-- Begin --
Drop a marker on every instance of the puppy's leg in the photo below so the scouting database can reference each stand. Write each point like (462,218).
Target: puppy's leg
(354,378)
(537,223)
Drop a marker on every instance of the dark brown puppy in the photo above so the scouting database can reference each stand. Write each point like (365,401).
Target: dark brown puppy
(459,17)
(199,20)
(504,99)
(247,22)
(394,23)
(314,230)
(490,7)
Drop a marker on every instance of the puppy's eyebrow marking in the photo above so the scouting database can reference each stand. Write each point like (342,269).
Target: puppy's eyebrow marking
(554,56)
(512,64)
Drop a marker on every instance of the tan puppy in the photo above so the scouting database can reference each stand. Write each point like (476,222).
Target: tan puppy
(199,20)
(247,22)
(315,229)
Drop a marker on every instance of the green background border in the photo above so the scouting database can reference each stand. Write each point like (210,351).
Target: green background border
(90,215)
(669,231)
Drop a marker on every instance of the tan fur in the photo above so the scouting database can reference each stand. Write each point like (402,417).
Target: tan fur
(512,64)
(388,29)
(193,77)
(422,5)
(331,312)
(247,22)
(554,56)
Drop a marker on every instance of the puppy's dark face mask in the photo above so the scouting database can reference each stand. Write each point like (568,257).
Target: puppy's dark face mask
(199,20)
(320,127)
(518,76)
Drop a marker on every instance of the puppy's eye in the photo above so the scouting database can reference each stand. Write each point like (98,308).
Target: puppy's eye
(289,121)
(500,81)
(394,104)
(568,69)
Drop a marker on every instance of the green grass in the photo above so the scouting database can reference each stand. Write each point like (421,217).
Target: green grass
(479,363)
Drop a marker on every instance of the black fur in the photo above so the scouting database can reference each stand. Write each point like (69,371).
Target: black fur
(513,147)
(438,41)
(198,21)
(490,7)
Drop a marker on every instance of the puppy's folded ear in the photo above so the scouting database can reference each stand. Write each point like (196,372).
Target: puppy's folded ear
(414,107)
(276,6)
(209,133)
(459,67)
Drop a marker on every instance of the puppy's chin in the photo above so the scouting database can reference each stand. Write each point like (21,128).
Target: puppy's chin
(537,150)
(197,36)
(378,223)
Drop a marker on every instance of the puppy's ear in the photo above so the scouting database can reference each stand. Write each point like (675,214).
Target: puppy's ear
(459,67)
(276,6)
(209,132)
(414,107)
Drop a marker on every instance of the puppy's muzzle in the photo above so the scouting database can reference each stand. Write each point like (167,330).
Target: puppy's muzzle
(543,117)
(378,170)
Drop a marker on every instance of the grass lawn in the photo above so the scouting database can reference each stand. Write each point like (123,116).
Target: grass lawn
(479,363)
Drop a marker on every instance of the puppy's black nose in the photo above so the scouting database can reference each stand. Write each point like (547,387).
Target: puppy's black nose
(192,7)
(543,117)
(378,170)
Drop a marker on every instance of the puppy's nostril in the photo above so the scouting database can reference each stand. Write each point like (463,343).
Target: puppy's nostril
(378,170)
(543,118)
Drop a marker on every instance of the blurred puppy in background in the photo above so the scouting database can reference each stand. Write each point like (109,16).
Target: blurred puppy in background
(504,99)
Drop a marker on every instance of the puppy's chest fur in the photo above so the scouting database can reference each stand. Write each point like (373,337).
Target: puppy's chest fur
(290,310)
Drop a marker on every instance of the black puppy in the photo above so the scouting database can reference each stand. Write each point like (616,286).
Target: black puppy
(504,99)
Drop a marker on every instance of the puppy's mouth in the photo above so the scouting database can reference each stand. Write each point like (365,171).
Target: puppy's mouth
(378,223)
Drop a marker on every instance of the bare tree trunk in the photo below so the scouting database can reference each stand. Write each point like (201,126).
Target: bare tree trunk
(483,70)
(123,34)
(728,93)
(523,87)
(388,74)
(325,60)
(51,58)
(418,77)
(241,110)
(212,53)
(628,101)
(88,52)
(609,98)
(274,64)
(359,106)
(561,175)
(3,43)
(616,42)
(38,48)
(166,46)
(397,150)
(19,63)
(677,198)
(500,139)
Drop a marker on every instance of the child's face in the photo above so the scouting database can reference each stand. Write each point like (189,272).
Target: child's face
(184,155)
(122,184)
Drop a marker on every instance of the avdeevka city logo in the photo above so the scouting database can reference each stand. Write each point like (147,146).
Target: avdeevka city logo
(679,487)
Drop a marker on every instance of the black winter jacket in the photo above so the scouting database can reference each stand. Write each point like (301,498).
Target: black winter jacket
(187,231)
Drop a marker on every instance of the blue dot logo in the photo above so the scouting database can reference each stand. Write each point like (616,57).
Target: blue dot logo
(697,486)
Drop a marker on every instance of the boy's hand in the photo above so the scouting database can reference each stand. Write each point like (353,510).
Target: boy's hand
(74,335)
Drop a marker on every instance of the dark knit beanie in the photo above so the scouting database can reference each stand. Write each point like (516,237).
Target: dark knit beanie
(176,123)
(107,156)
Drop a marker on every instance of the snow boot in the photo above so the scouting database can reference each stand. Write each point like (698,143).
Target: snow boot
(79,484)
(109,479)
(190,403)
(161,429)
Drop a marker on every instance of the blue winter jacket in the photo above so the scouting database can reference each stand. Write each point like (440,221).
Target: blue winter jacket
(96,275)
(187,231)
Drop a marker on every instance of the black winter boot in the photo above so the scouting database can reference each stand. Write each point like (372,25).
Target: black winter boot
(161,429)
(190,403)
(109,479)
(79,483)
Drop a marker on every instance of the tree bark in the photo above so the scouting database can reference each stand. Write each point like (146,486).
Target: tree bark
-- End --
-- Begin --
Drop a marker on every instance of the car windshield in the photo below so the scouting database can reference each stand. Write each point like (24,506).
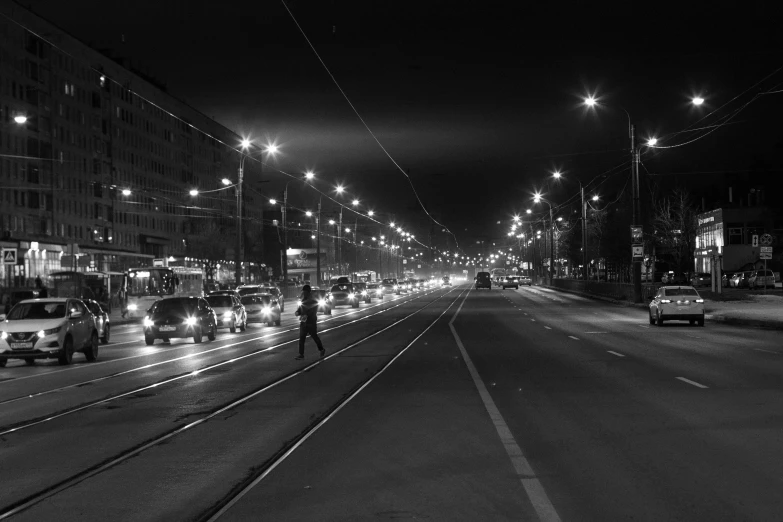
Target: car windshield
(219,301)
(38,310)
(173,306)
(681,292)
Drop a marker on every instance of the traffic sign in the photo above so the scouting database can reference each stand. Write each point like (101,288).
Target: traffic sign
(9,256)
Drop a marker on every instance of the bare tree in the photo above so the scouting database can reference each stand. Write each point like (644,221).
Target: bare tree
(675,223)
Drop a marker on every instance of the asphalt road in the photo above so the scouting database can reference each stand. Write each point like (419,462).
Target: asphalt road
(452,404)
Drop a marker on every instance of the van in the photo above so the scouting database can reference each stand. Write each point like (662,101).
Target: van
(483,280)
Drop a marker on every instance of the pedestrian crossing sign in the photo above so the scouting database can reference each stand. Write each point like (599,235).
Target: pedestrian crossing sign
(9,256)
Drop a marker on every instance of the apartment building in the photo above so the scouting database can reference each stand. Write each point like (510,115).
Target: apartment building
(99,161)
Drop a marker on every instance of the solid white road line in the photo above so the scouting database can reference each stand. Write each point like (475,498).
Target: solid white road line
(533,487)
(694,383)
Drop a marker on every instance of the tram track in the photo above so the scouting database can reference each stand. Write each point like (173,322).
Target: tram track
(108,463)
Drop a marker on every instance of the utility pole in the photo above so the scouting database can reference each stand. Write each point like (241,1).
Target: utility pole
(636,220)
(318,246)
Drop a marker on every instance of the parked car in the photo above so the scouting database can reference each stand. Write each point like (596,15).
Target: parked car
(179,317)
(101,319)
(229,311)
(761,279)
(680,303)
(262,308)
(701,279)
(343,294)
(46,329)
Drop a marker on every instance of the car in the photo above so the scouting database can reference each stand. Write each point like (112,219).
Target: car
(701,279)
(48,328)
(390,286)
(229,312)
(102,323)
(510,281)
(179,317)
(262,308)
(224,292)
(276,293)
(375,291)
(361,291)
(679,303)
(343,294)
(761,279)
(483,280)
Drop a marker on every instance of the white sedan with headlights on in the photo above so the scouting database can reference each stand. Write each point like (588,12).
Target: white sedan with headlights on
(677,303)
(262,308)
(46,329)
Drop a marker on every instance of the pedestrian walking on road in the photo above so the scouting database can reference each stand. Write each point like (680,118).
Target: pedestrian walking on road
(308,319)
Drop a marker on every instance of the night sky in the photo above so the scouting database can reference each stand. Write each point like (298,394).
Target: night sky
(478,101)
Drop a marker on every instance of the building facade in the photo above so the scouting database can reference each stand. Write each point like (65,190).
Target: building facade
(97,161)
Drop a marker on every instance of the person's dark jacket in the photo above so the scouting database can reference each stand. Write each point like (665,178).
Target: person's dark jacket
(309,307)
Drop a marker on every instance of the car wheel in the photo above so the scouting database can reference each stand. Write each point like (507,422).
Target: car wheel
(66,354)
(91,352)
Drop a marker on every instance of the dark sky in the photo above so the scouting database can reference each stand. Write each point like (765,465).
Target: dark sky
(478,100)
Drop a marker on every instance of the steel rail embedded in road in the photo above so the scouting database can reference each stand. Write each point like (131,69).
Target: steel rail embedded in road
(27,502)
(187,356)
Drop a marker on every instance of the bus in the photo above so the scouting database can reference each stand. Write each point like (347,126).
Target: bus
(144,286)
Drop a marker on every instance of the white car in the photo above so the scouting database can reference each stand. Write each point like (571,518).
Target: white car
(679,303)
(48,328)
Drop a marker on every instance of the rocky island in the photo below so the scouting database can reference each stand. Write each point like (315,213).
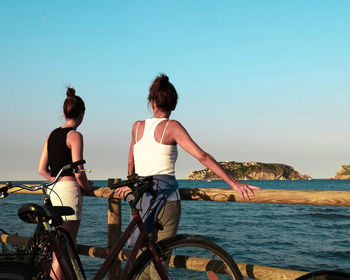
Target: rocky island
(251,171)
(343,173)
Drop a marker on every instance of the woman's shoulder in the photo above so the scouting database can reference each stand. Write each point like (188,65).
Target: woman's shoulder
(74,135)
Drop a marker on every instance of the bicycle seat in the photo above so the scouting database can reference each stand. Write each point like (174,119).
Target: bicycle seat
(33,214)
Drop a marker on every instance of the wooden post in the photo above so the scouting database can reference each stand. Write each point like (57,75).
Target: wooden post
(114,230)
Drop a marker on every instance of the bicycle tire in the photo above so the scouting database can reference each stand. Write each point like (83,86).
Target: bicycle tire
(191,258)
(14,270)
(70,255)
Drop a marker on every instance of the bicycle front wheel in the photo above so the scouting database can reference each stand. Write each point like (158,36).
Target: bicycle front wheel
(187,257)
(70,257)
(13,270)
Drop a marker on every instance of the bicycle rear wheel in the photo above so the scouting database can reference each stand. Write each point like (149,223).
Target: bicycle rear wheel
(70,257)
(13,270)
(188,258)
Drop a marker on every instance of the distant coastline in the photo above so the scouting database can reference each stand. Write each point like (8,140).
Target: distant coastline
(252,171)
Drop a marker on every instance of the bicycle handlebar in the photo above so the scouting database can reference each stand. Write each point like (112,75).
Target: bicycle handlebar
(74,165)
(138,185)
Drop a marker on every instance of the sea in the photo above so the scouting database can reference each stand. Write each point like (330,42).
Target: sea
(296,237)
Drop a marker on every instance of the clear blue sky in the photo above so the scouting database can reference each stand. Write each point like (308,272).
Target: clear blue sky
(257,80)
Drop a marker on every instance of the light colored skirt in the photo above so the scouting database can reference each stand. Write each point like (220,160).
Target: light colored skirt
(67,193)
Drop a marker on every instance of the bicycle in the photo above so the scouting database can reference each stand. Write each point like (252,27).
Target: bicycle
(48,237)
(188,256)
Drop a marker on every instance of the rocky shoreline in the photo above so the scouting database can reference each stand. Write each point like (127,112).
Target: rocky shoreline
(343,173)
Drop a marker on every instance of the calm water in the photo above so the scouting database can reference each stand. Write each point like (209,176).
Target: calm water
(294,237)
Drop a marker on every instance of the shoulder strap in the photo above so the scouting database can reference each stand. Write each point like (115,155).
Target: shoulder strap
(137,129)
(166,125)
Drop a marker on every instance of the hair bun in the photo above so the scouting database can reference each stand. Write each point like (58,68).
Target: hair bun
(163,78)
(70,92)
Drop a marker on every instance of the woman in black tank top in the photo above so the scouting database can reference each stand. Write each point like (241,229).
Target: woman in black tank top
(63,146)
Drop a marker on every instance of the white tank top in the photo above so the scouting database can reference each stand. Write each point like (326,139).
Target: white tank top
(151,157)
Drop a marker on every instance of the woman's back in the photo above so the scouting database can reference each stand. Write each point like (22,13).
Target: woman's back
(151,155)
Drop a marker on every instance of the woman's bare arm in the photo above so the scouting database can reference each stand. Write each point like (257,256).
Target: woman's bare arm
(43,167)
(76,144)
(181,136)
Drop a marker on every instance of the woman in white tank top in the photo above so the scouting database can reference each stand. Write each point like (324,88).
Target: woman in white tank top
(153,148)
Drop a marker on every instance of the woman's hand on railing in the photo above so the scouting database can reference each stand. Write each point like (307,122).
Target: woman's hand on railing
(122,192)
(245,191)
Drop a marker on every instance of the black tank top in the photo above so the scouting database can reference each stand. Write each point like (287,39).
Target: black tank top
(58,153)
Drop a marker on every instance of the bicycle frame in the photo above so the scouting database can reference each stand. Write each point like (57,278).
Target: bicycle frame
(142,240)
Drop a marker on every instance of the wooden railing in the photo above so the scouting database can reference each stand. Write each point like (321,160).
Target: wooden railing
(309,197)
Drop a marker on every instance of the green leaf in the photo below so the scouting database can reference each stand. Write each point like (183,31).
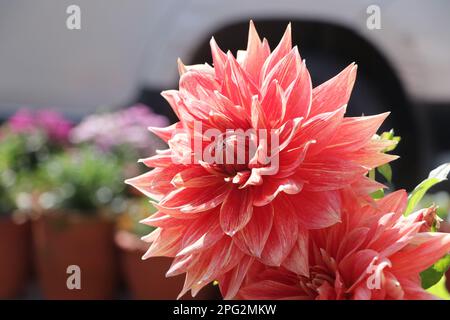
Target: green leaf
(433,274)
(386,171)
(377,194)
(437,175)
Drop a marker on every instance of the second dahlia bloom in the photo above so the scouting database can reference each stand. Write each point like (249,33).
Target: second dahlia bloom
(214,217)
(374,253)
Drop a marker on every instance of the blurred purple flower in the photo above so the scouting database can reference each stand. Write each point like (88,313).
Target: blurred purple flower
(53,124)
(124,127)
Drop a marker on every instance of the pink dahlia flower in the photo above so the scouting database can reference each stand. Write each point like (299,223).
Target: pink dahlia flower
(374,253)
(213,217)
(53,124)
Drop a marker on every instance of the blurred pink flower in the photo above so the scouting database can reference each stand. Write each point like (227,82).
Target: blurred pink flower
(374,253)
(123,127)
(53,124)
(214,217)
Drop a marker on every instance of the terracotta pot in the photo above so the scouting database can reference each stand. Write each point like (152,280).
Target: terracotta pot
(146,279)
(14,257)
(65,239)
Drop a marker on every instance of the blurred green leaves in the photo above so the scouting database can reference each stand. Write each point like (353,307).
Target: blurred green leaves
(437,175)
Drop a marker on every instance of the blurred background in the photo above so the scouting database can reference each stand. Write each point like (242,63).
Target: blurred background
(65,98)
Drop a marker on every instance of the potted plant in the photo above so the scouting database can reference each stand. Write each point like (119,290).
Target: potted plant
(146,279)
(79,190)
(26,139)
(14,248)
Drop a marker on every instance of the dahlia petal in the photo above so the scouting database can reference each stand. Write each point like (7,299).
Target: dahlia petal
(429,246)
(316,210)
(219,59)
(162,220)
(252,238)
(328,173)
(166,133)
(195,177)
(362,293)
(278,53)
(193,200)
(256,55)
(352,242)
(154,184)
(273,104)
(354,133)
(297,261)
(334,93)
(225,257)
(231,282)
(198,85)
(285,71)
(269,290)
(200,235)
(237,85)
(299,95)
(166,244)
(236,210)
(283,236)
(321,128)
-- End --
TASK DETAILS.
Return every line of the material above that contains the word "jacket", matching case exactly.

SOLUTION TO THE PROBLEM.
Drop a marker on every instance of the black winter jacket in the photo above so the scouting database can reference each stand. Write each point like (301,498).
Target: black winter jacket
Drop a marker on every instance of the blue winter jacket in the photo above so the scouting database can reference each stand. Write each point like (440,221).
Target: blue winter jacket
Drop a marker on every instance of the person's dark jacket in the photo above so the scouting database can reference each stand. Write each point like (665,178).
Target: person's dark jacket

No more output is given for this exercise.